**EXERCISE DIRECTIONS**. Scan the records below for the word "plant". Copy each line where it appears.

[DATA FOR REVIEW Boundary: Start]

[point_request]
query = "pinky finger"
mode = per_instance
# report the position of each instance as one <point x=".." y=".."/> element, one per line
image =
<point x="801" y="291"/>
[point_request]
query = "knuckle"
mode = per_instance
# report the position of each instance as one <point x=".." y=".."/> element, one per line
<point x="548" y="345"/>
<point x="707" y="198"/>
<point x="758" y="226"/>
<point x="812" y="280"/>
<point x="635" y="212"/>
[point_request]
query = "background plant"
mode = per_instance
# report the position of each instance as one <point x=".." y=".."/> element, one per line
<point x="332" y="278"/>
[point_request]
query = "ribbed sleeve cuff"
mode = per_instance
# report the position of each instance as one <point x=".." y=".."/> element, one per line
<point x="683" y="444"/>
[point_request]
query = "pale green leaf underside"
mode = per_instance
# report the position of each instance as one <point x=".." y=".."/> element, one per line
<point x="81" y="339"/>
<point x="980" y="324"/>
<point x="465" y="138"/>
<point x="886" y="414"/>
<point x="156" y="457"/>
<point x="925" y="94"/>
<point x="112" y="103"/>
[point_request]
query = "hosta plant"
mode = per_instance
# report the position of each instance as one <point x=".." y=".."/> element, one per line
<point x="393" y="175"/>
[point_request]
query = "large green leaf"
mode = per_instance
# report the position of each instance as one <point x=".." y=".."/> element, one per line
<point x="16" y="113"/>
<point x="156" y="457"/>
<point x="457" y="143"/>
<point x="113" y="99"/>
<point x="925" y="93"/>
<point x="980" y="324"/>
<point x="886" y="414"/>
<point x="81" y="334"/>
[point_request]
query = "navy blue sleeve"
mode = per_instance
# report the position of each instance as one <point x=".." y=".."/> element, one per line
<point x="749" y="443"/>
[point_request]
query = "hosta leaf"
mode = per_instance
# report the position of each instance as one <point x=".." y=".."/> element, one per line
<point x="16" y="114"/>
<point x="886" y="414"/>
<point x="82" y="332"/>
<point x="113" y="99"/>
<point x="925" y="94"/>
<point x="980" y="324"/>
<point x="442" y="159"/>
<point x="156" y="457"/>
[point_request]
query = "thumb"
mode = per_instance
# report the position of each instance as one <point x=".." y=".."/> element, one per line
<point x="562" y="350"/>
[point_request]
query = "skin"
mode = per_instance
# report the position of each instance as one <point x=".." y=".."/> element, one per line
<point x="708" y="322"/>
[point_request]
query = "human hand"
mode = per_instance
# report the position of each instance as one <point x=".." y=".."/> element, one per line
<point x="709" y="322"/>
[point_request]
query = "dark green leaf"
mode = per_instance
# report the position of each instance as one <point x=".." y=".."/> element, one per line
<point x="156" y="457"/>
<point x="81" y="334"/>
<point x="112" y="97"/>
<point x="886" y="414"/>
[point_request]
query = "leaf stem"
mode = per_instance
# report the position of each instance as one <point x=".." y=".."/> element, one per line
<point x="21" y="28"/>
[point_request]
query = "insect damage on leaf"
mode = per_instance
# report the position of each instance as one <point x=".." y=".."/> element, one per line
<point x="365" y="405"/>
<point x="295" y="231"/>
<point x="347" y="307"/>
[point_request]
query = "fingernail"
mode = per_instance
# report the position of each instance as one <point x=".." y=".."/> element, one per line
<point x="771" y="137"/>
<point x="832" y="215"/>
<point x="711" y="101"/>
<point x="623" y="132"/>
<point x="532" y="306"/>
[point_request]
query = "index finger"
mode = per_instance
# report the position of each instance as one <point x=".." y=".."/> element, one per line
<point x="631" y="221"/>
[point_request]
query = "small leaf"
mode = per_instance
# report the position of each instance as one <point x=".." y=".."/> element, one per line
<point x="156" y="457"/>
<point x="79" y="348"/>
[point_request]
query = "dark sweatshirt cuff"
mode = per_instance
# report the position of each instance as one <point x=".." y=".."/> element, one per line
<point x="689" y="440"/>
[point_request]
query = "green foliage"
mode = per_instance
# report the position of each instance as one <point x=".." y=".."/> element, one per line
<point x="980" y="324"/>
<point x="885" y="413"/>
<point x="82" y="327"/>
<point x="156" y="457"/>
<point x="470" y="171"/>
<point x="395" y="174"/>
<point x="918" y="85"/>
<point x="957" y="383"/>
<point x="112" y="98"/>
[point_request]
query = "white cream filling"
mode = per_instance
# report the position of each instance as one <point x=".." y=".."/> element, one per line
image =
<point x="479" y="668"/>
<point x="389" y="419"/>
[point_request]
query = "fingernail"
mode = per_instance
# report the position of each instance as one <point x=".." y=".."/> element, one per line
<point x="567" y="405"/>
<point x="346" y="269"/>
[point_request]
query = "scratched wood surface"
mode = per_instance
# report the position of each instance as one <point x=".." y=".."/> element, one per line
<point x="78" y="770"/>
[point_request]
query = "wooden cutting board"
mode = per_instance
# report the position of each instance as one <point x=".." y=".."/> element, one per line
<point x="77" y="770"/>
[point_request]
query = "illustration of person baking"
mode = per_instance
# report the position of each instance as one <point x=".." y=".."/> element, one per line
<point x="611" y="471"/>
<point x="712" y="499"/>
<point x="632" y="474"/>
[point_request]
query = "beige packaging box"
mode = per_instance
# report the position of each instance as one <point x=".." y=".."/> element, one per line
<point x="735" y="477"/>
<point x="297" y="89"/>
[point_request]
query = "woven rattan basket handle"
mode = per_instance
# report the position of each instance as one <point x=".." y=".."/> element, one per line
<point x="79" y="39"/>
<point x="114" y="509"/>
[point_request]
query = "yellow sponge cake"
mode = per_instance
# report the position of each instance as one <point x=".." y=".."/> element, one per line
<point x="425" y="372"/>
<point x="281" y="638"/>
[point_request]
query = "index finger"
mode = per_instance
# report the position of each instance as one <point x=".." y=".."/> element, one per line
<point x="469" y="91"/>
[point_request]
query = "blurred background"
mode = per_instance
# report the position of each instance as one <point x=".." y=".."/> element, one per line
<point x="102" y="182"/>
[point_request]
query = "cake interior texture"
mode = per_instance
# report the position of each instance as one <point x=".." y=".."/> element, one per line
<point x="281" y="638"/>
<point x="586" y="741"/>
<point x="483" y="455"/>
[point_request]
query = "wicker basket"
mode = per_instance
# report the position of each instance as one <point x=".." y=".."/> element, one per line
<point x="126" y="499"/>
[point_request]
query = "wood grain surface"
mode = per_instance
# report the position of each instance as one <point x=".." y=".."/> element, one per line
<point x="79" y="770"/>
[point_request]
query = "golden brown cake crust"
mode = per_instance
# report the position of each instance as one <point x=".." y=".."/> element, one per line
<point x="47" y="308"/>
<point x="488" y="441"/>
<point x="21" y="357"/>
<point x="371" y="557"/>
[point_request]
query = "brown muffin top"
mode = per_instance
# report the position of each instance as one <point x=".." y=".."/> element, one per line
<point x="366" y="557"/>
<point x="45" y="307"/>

[DATA FOR REVIEW Boundary: End]

**ANSWER TO THIS EXERCISE**.
query = "background plant"
query = "hosta plant"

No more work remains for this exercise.